- Genre: Romantic drama
- Based on: Cupid and Diana by Christina Bartolomeo
- Teleplay by: Jennifer Miller; Ron Raley;
- Directed by: Brent Shields
- Starring: Mary-Louise Parker; Peter Gallagher;
- Music by: Mark Adler
- Country of origin: United States
- Original language: English

Production
- Executive producer: Richard Welsh
- Producer: Timothy M. Bourne
- Cinematography: Kees Van Oostrum
- Editor: Scott Vickrey
- Running time: 100 minutes
- Production company: Hallmark Hall of Fame Productions

Original release
- Network: CBS
- Release: May 7, 2000

= Cupid & Cate =

Cupid & Cate is a 2000 American romantic drama television film directed by Brent Shields and written by Jennifer Miller and Ron Raley, based on the 1998 novel Cupid and Diana by Christina Bartolomeo. It stars Mary-Louise Parker and Peter Gallagher, with Bebe Neuwirth, Philip Bosco, Joanna Going, David Lansbury, Rebecca Luker, and Brenda Fricker in supporting roles.

Cupid & Cate aired on CBS on May 7, 2000, as an episode of the Hallmark Hall of Fame series.

== Plot ==
Cate De Angelo is the youngest sibling of an Italian-American family in Washington, D.C. She runs a struggling vintage clothing store, and clashes with her father Dominic, who often points out her lack of success compared to her three sisters. Her relationship with her fiancé Philip is stable, but lacks passion. Her sister Francesca decides to play Cupid and introduces her to Harry Dietrich, a charming lawyer from New York City. He shows her how to relax and enjoy life.

Cate falls in love with Harry, whom she marries. However, Harry gets cancer. The treatment attempts are not working. At times, Harry's condition worsens so much that he goes to the hospital.

Cate and her sisters argue with Dominic over whether he loved their late mother. Cate later reconciles with Dominic.

== Cast ==
- Mary-Louise Parker as Cate De Angelo
- Peter Gallagher as Harry Dietrich
- Bebe Neuwirth as Francesca
- Philip Bosco as Dominic De Angelo
- Joanna Going as Cynthia
- David Lansbury as Philip
- Rebecca Luker as Annette
- Brenda Fricker as Willie Hendley
- Peter McRobbie as Dr. Brimmer
- Kurt McKinney as Simon

== Production ==
Filming took place in Washington, D.C., including Georgetown and Adams Morgan. On October 27, 1999, filming took place on Market and King Streets in Leesburg, Virginia. Nearly a third of the film was shot in a Falls Church, Virginia house, used as Dominic's home, from November 8 to 13, 1999.

--------------------------------------------------

CHECK YOUR UNDERSTANDING:
(1) Translate this sentence from the article on Cupid & Cate into Spanish: "Cupid & Cate aired on CBS on May 7, 2000, as an episode of the Hallmark Hall of Fame series."
(2) Transcribe the portion of the article on Cupid & Cate that begins at the words "Cupid & Cate is" and ends after the words "of Fame series.", without any alteration.

DATA EXTRACT:
--------------------------------------------------

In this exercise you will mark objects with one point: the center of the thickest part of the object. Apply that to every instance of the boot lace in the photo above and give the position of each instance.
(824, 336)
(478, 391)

--------------------------------------------------

ANSWER LIST:
(1) Cupid & Cate se emitió por CBS el 7 de mayo de 2000 como un episodio de la serie Hallmark Hall of Fame.

(2)
Cupid & Cate is a 2000 American romantic drama television film directed by Brent Shields and written by Jennifer Miller and Ron Raley, based on the 1998 novel Cupid and Diana by Christina Bartolomeo. It stars Mary-Louise Parker and Peter Gallagher, with Bebe Neuwirth, Philip Bosco, Joanna Going, David Lansbury, Rebecca Luker, and Brenda Fricker in supporting roles.

Cupid & Cate aired on CBS on May 7, 2000, as an episode of the Hallmark Hall of Fame series.